— BEGIN TASK INPUTS —
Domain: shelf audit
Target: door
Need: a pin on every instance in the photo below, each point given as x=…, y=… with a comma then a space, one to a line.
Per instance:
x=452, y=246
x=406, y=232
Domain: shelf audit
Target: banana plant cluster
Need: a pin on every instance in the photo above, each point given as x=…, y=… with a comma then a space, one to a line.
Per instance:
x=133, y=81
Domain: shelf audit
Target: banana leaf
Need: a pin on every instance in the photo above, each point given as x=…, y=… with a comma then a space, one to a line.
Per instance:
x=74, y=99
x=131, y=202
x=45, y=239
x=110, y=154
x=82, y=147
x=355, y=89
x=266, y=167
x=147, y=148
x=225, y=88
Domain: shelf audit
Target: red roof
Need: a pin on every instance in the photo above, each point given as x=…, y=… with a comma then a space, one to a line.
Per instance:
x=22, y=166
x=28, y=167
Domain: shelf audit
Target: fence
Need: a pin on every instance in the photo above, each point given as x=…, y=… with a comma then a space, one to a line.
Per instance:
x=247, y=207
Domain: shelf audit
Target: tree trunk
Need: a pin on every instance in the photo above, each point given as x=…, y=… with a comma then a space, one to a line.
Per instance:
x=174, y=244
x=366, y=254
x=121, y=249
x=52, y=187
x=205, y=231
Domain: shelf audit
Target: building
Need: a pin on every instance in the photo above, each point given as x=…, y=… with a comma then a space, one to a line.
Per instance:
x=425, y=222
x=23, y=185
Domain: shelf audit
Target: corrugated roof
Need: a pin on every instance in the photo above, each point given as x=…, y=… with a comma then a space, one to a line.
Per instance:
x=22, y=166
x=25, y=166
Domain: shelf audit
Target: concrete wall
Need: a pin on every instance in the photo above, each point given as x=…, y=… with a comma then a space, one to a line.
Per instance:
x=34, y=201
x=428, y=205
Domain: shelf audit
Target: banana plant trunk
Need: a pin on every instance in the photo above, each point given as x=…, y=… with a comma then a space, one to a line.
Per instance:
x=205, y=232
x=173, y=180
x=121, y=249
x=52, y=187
— END TASK INPUTS —
- THE REQUEST
Can you repeat every one of the lines above, word for word and in the same order?

- FINISHED EXERCISE
Domain: shelf audit
Target: door
Need: a pin on every instance in the photo below, each point given as x=…, y=… with a comma then a space, one to a line.
Per instance:
x=452, y=246
x=406, y=232
Domain: shelf audit
Target: banana plant cluster
Need: a pin on every instance in the photo above, each point given as x=…, y=… with a comma then a space, one to a line.
Per instance:
x=133, y=81
Domain: shelf audit
Target: banana leaf
Need: a pin on every instance in the photo above, each point given as x=…, y=… with a comma then a space, one to a line.
Per instance:
x=74, y=99
x=131, y=202
x=45, y=239
x=110, y=154
x=82, y=147
x=355, y=89
x=266, y=167
x=147, y=148
x=225, y=88
Domain: shelf audit
Target: red roof
Need: a pin on every instance in the photo above, each point given as x=…, y=… with a comma then a space, one to a line.
Per instance:
x=22, y=166
x=28, y=167
Domain: shelf audit
Target: fence
Need: a pin on every instance in the photo above, each point given as x=…, y=… with a comma then a space, one to a line.
Per instance:
x=247, y=207
Domain: shelf audit
Target: tree trunk
Need: a pin on every instance in the photo above, each point given as x=…, y=… with a comma then a space, one to a line.
Per instance:
x=174, y=244
x=366, y=254
x=121, y=249
x=52, y=187
x=205, y=231
Domain: shelf audit
Target: building
Need: a pin on every instance in the photo above, each point given as x=…, y=… with a comma then a space, one to a line.
Per instance:
x=425, y=222
x=23, y=185
Domain: shelf audit
Target: corrugated roof
Need: a pin on every instance in the photo above, each point given as x=…, y=… with a comma then a space, one to a line.
Per instance:
x=22, y=166
x=25, y=166
Domain: shelf audit
Target: concrete wall
Need: a pin on every instance in the photo above, each point given as x=…, y=… with a comma then a space, one to a line.
Per instance:
x=34, y=201
x=428, y=205
Domain: shelf audit
Target: banana plant trunk
Need: a pin on every instance in the photo above, each point given as x=…, y=… with a comma then a space, one to a line.
Per instance:
x=205, y=232
x=173, y=180
x=121, y=249
x=52, y=187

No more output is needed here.